▶ Goal
Reproduce all of the data below, requests included, and rescale each bounding-box coordinate in the answers by multiplying it by 2.35 and rounding to a whole number, with halves rounded up. Leave the numbers in the requests and in their format samples as they are.

——————————

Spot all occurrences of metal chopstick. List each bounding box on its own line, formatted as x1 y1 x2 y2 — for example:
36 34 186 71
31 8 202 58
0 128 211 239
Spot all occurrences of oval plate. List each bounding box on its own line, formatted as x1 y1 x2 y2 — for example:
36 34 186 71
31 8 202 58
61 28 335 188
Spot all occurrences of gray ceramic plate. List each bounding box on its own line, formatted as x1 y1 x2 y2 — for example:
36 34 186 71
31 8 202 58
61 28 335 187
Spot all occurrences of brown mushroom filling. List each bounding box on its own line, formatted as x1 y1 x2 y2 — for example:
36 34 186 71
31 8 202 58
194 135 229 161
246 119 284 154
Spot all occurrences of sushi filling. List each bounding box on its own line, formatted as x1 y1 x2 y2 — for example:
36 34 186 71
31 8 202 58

——————————

▶ Result
Spot all occurrences of metal chopstick. List each bounding box on its own line, formatted as x1 y1 x2 y2 — for example:
36 34 186 71
31 8 202 58
0 301 496 562
Spot all occurrences of oval plate. List each bounding box on its own line, formatted as x1 y1 x2 y2 — for example:
36 34 186 71
31 8 202 58
143 66 787 442
Spot all occurrences of gray ceramic plate. List each bounding box on its own line, formatted as x1 y1 x2 y2 — for example:
36 34 186 71
31 8 202 58
143 66 787 439
Spot all occurrences of brown mushroom filling. List each bounding box on its own line, formatted as x1 y1 x2 y2 — for example:
36 34 186 71
31 8 202 58
456 317 538 378
578 280 667 362
Spot all occurrences of sushi filling. List each bounding box on its own line, formatted as x1 y1 x2 y2 — for example:
36 34 186 71
31 8 202 58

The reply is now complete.